What to produce:
Format the items between the line holding "I bet you can't find the balcony in" and the line holding "342;15;361;145", inclusive, as a two-column CSV with the headers item_text and answer. Give one row per item, with its text and its answer each in a single quoted field and any line breaks replaced by spaces.

Input rows:
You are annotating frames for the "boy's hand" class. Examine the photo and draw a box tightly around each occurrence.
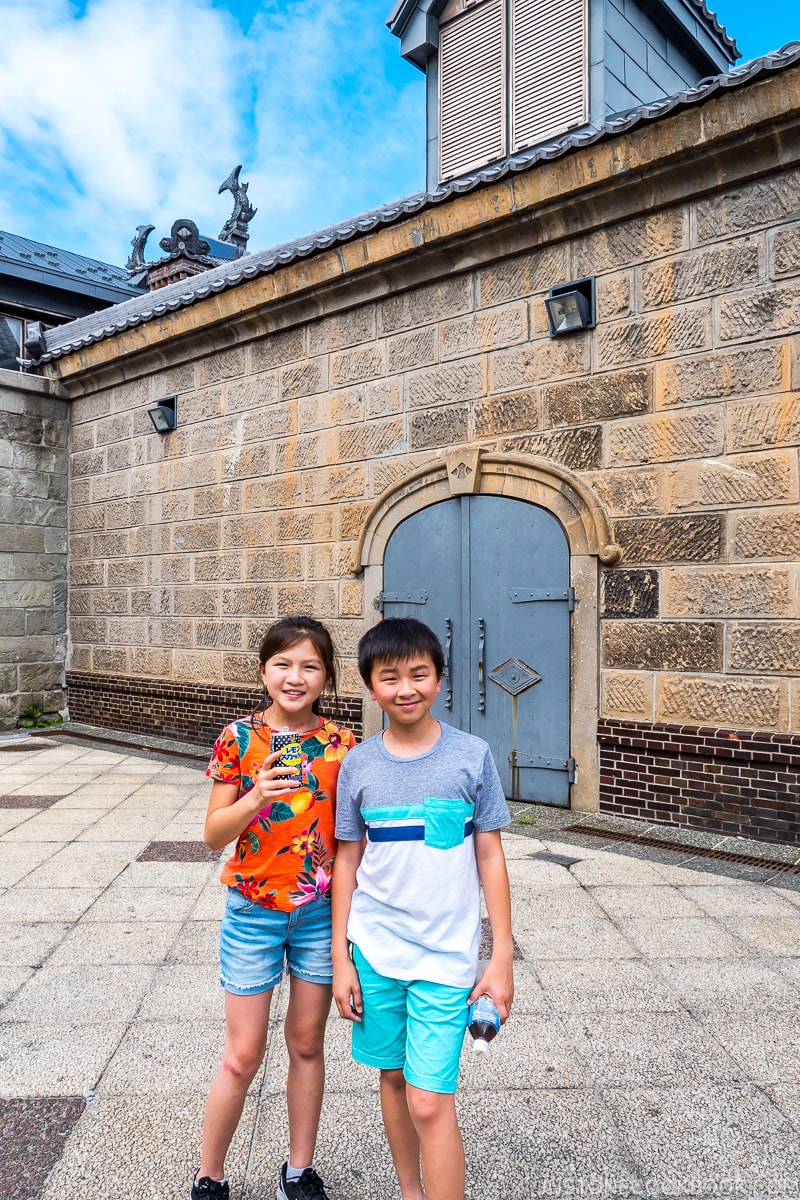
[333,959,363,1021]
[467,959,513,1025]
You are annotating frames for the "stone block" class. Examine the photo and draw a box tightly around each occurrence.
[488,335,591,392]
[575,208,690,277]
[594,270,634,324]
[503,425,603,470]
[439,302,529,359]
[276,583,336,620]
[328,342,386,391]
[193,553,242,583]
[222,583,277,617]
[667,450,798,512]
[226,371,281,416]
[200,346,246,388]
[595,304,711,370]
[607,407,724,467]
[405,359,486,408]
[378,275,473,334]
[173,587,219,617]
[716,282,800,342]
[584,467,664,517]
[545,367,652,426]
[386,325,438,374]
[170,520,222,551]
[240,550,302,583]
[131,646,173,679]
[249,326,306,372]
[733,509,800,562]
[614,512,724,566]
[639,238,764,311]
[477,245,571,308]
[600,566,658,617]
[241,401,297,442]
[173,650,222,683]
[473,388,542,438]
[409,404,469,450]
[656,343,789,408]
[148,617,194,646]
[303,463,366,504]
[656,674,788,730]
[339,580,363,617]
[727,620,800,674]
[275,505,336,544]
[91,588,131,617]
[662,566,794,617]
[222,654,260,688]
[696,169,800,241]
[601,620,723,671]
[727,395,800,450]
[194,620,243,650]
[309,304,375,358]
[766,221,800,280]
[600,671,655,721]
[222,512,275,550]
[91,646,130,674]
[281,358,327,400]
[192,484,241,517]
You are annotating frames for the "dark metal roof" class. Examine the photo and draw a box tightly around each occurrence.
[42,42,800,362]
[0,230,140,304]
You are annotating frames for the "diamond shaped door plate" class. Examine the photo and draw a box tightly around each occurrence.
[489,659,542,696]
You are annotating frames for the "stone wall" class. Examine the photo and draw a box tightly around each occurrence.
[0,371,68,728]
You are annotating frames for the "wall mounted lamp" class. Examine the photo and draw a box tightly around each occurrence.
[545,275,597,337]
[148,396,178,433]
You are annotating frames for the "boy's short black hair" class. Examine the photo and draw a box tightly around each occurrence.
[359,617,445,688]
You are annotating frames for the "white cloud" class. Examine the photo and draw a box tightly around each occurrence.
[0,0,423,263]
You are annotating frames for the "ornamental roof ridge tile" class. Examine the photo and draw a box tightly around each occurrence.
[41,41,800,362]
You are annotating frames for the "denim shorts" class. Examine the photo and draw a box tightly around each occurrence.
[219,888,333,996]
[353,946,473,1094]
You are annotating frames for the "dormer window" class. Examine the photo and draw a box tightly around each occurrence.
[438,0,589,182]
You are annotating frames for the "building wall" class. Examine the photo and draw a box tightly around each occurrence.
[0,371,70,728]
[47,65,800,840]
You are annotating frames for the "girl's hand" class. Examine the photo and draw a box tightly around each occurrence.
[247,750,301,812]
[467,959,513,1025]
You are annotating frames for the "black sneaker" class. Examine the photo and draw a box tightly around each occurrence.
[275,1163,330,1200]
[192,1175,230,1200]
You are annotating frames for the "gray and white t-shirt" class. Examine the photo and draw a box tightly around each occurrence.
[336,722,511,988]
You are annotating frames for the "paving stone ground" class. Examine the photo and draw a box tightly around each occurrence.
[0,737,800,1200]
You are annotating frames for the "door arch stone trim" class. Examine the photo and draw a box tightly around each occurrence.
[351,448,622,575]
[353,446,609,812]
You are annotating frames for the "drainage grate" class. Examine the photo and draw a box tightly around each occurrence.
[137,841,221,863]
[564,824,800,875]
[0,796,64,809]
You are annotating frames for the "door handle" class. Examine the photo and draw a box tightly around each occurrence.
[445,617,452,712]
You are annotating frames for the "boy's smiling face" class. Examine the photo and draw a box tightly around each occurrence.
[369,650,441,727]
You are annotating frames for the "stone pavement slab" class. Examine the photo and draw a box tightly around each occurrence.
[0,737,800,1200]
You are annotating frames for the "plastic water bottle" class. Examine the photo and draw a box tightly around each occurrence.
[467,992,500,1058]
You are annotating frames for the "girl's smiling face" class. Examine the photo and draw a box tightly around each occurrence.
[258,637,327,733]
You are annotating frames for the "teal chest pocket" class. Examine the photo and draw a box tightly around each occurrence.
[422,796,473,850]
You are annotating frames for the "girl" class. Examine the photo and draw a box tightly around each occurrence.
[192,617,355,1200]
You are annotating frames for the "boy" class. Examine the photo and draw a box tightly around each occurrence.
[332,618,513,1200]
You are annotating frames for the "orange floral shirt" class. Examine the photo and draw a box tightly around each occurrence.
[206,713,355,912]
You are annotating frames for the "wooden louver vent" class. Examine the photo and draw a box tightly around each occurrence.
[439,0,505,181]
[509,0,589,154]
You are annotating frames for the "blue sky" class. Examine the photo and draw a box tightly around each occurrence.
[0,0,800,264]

* * *

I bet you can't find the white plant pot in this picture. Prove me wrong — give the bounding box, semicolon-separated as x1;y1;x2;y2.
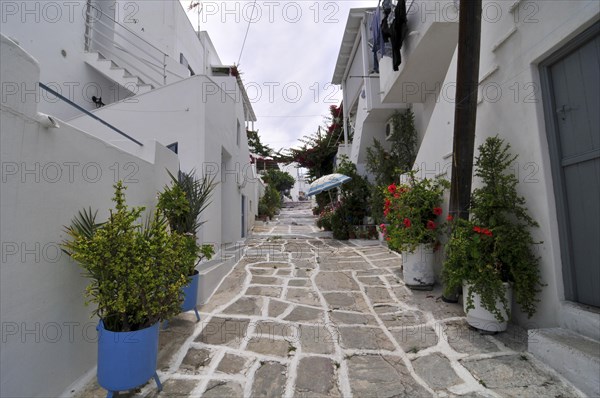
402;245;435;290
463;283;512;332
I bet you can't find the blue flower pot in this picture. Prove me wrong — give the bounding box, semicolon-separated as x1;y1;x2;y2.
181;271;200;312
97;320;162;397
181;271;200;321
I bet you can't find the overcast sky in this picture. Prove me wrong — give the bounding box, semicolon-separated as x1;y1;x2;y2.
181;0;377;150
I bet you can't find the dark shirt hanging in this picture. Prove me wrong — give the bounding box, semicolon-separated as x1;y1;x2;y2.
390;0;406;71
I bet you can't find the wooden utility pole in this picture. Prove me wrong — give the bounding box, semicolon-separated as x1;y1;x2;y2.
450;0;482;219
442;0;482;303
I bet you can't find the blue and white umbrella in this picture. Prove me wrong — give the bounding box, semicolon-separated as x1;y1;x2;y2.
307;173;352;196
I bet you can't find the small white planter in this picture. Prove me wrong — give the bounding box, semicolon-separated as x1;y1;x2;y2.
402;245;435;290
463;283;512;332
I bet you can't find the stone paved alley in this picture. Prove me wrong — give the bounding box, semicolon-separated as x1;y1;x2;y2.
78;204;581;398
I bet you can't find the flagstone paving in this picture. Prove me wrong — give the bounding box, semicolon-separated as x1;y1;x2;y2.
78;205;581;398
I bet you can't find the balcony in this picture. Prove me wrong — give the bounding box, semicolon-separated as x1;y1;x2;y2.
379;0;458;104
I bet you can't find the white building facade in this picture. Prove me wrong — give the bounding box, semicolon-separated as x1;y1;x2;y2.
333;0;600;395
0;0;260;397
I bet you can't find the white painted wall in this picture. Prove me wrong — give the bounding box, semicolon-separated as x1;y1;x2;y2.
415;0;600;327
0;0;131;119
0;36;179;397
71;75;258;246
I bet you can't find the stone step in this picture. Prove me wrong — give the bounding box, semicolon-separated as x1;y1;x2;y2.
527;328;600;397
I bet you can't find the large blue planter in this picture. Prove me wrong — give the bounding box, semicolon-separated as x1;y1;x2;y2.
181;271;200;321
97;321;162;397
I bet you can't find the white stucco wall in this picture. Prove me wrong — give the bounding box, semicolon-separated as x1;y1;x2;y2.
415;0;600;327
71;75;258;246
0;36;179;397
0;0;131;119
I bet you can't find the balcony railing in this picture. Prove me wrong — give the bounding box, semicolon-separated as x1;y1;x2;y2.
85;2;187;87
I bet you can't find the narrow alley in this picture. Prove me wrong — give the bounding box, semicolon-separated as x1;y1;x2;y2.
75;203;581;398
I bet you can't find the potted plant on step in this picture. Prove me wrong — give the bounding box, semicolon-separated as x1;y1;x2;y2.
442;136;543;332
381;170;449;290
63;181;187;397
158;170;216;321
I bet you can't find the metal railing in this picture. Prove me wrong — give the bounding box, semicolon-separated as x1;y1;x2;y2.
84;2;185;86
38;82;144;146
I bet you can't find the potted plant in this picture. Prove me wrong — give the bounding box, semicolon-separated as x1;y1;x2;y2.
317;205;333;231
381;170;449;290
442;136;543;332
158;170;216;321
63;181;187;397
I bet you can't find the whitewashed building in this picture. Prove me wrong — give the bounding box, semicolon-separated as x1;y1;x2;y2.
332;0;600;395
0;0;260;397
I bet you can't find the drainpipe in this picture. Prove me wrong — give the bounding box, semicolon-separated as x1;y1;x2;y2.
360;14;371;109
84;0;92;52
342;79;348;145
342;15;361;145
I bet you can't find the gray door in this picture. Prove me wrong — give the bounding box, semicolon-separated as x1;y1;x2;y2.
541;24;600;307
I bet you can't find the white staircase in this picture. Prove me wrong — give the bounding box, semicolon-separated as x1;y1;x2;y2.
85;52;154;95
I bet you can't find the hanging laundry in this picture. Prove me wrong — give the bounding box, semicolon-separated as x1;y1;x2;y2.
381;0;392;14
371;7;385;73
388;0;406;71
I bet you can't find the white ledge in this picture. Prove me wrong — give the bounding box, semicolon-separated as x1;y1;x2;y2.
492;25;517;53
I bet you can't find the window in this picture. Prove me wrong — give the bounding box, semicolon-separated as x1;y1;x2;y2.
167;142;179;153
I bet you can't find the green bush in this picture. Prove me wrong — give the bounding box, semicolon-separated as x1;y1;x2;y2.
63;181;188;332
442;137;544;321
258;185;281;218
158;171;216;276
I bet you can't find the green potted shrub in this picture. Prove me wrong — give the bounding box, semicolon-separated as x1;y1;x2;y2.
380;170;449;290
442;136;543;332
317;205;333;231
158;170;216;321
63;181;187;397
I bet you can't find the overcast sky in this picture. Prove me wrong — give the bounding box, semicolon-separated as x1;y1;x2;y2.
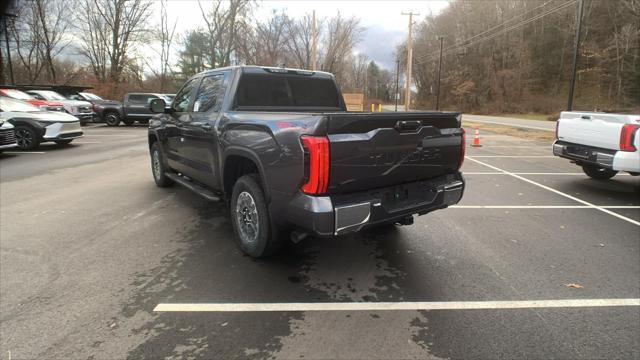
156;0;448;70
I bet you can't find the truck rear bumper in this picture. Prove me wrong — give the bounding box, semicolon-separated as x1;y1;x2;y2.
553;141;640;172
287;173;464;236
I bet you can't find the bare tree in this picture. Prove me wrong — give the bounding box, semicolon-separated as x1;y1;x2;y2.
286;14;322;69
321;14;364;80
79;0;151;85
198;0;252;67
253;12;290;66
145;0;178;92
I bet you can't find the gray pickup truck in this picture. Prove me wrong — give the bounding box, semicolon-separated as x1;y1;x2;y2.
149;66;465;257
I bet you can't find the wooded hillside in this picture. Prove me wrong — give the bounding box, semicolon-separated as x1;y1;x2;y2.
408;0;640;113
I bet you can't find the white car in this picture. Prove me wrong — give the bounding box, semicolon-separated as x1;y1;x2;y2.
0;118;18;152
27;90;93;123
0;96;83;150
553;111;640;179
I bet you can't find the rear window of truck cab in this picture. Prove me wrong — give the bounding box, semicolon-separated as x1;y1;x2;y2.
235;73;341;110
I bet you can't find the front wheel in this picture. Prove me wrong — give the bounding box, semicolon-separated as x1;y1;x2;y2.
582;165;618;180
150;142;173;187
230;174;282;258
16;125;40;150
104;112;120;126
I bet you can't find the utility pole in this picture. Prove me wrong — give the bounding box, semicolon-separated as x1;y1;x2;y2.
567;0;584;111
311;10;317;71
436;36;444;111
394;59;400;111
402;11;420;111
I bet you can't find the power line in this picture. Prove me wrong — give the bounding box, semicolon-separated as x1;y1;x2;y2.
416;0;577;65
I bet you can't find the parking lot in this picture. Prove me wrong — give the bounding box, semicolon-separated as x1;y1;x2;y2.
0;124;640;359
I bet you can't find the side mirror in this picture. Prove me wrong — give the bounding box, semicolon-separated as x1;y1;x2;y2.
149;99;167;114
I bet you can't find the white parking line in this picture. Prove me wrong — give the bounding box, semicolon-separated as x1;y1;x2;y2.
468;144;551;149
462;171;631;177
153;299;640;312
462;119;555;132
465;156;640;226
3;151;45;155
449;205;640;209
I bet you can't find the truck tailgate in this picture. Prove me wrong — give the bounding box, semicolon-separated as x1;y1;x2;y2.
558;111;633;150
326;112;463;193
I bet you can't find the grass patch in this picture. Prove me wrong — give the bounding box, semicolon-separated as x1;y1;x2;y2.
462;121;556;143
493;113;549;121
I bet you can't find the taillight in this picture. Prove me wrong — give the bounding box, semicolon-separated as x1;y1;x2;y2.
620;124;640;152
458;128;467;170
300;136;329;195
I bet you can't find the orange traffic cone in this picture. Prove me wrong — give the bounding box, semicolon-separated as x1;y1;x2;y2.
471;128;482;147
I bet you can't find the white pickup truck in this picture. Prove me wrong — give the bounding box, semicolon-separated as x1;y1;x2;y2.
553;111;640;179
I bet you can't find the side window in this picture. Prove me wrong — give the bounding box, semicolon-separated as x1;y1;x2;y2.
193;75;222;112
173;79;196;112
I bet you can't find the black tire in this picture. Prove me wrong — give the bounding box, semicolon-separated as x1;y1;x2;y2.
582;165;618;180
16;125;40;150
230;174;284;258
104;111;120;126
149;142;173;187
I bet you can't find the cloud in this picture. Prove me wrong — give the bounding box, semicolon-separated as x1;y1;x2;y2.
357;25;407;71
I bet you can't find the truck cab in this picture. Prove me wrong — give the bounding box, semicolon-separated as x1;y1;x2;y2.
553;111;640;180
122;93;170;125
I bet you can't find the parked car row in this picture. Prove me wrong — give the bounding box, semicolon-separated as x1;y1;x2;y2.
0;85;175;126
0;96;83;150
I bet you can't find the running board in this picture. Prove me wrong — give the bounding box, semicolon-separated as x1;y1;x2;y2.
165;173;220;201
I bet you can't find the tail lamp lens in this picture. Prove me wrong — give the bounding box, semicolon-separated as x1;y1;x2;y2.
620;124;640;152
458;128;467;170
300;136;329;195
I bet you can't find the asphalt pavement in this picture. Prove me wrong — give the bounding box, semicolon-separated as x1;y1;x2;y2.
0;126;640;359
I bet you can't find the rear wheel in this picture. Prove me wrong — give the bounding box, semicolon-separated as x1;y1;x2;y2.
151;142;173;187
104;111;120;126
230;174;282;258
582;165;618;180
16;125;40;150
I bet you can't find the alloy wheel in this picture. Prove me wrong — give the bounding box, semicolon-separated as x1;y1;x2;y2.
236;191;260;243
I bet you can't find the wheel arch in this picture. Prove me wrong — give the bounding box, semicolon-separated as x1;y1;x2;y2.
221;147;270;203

Expected answer:
item_text,answer
"I bet you can't find the balcony in this picture. Prove me wrong — give the bounding box, semicolon-separated as x1;y1;x2;y2.","379;0;458;104"
"I bet you can't find the white building facade in this picture. Prove me wrong — give the bounding box, semicolon-separated as x1;y1;x2;y2.","333;0;600;395 0;0;260;397"
"I bet you can't find the white painted wall in this picture. Prove me wrong — give the bounding box, semicolon-separated as x1;y1;x2;y2.","415;0;600;327 0;0;131;119 0;36;179;397 71;75;258;246"
"I bet you can't find the stone step in this picture. Prove me wrong — give the bounding box, semicolon-separated as x1;y1;x2;y2.","527;328;600;397"
"I bet you can't find the large blue planter in this picture. Prove me wrong — give the bounding box, semicolon-separated as x1;y1;x2;y2.","181;271;200;321 97;321;162;397"
"I bet you can't find the white stucco wall in this picture. Prove me wrong — give the bounding box, semicolon-separated as x1;y1;x2;y2.","415;0;600;327 71;75;258;246 0;36;179;397 0;0;131;119"
"I bet you can't find the balcony railing in this picture. Prove me wrong — give the bounding box, semicolon-separated as x1;y1;x2;y2.","85;2;187;87"
"I bet you can't find the narrow alley in this picture. Prove me wrong — give the bounding box, semicolon-separated as x1;y1;x2;y2.","75;203;581;398"
"I bet you can't find the potted plant on step in this picture. Prove me wrong — give the bounding box, semicolon-separated as x1;y1;x2;y2.","442;136;543;332 381;170;449;290 63;181;187;397 158;170;216;321"
"I bet you can't find the metal railing in this picture. Prove me wrong — give the bounding box, semicolon-separated as x1;y1;x2;y2.","84;2;185;86 38;82;144;146"
"I bet you can't find the potted plant in this picture. Prove me wrong — give the bounding box, semicolon-separated as x1;y1;x2;y2.","317;205;333;231 381;170;449;290 442;136;543;332 158;170;216;321 63;181;187;397"
"I bet you can't find the whitewashed building in this picture. Prove me wrong — give the bounding box, semicolon-separated as x1;y1;x2;y2.","332;0;600;395 0;0;260;397"
"I bet you can't find the drainpipe in this picture. Prove me wrong — give the bounding box, semicolon-separated as x1;y1;x2;y2.","360;14;371;109 84;0;92;52 342;79;348;145 342;15;361;145"